Task goal: Reproduce all of the data below word for word, leaving out the picture.
********
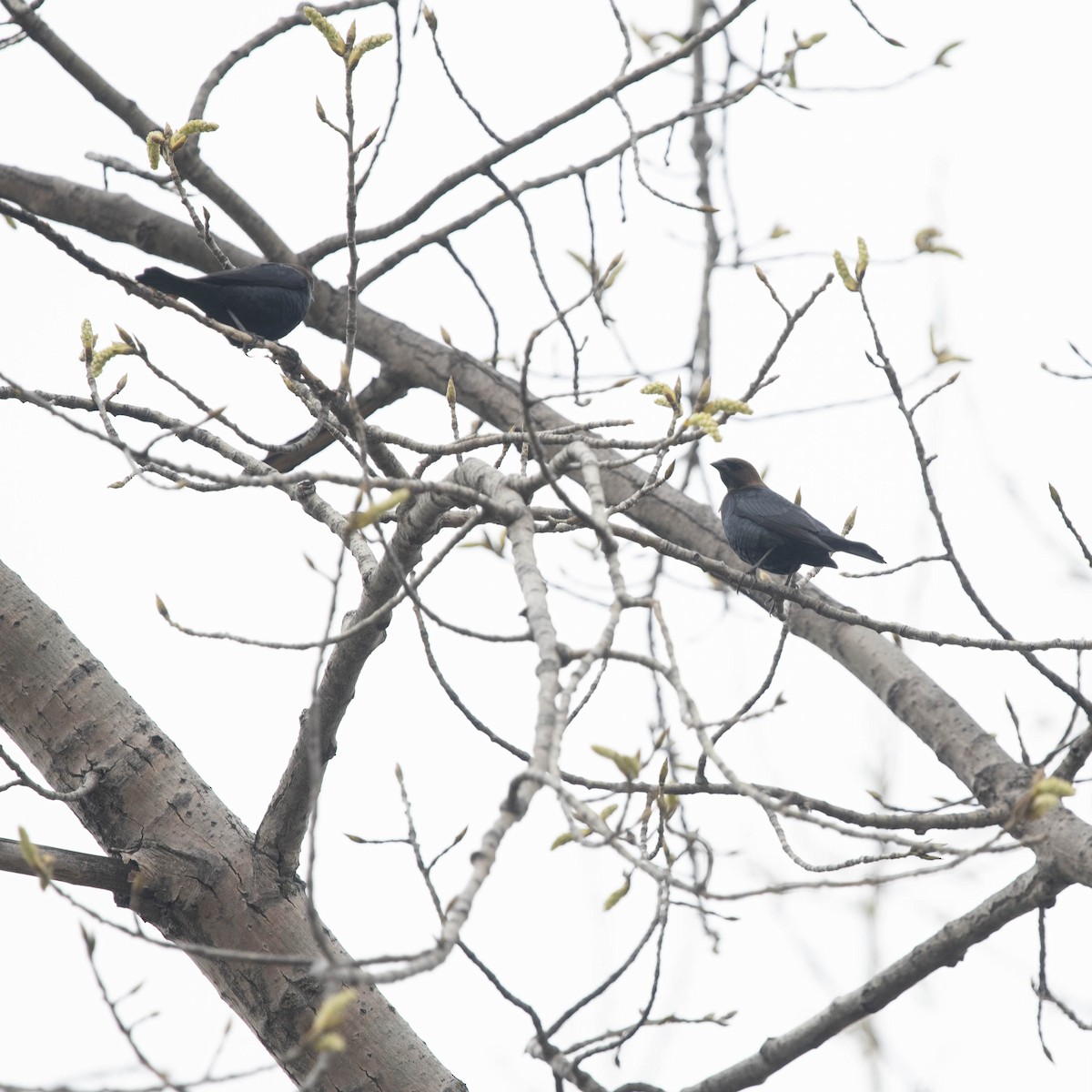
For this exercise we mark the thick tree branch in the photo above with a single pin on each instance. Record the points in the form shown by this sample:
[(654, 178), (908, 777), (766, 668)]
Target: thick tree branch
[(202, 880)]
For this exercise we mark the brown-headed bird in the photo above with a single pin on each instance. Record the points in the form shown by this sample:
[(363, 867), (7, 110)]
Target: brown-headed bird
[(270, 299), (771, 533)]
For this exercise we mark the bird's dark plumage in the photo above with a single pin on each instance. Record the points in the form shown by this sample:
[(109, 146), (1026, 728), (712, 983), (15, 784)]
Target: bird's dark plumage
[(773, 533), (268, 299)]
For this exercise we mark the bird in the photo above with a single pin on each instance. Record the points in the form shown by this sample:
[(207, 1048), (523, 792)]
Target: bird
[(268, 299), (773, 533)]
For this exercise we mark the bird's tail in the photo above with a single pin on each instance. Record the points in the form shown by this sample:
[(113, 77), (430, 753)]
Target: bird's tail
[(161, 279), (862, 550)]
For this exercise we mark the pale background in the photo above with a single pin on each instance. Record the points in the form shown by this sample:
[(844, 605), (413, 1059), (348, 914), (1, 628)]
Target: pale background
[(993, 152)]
********
Response:
For this exercise we mark the thick tree branch in the photo above with a single pin on each instance. Record the points in the form shown by this sample:
[(654, 178), (908, 777), (766, 668)]
Target: thick tree branch
[(202, 880)]
For this exercise we mark the brown-headed bird in the photo above with a single pin on each instance. Record the points in the form shown by this sample:
[(363, 867), (7, 110)]
Target: brown-headed bird
[(270, 299), (771, 533)]
For this exercise we mark the bird's dark plumage in the photo above with a single pin on each instance. Record the points in the form shown by this sample:
[(109, 146), (1026, 728), (712, 983), (15, 784)]
Target: bird's dark plumage
[(773, 533), (268, 299)]
For this exercise we mark the bird in the photo above with a single pin on each instance. Record the points in the form shown by this sample:
[(207, 1048), (523, 792)]
Target: bird
[(268, 299), (773, 533)]
For this exercise we mark the bird's tail in the photo above with a single pin on each instance. Record the points in the form shown by this sample:
[(113, 77), (430, 753)]
Target: bird's tail
[(161, 279), (862, 550)]
For this exercise we mark the pale background in the photo above with a single pin on each instance. Record the points in the form shown by this sample:
[(844, 605), (413, 1059), (348, 914), (1, 628)]
Target: pale background
[(993, 152)]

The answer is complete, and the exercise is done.